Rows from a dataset
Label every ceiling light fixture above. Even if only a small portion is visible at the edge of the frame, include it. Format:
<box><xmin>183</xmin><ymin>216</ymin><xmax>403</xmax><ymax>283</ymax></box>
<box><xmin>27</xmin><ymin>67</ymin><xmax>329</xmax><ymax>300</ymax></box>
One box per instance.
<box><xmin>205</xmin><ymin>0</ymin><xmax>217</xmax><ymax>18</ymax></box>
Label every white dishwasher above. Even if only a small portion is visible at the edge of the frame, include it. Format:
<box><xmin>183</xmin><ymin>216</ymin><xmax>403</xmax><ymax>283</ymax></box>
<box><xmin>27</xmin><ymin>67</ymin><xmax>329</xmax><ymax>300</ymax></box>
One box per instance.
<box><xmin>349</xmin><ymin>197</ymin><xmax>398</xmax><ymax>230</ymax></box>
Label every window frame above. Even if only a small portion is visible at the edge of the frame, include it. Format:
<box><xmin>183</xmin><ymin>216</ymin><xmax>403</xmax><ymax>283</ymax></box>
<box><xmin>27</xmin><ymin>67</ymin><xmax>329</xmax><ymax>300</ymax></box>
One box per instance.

■ **WORK REQUIRED**: Edit the material above by replacing every occurrence of "instance" with "object". Reproduce all other text without change.

■ **OUTPUT OF THE TASK**:
Label every ceiling light fixture above. Even if only a small portion is visible at the edge of the frame, include it. Format:
<box><xmin>183</xmin><ymin>216</ymin><xmax>403</xmax><ymax>283</ymax></box>
<box><xmin>27</xmin><ymin>67</ymin><xmax>329</xmax><ymax>300</ymax></box>
One box per object.
<box><xmin>205</xmin><ymin>0</ymin><xmax>217</xmax><ymax>18</ymax></box>
Label every white dishwasher above. Even if only a small portion is visible at the edge of the frame, include it. Format:
<box><xmin>183</xmin><ymin>216</ymin><xmax>403</xmax><ymax>283</ymax></box>
<box><xmin>27</xmin><ymin>67</ymin><xmax>329</xmax><ymax>300</ymax></box>
One box per object.
<box><xmin>349</xmin><ymin>197</ymin><xmax>398</xmax><ymax>230</ymax></box>
Label every window frame above. Even if only a small portion is visible at the edge of the frame, include it. Format:
<box><xmin>183</xmin><ymin>216</ymin><xmax>403</xmax><ymax>283</ymax></box>
<box><xmin>27</xmin><ymin>67</ymin><xmax>329</xmax><ymax>300</ymax></box>
One box per object.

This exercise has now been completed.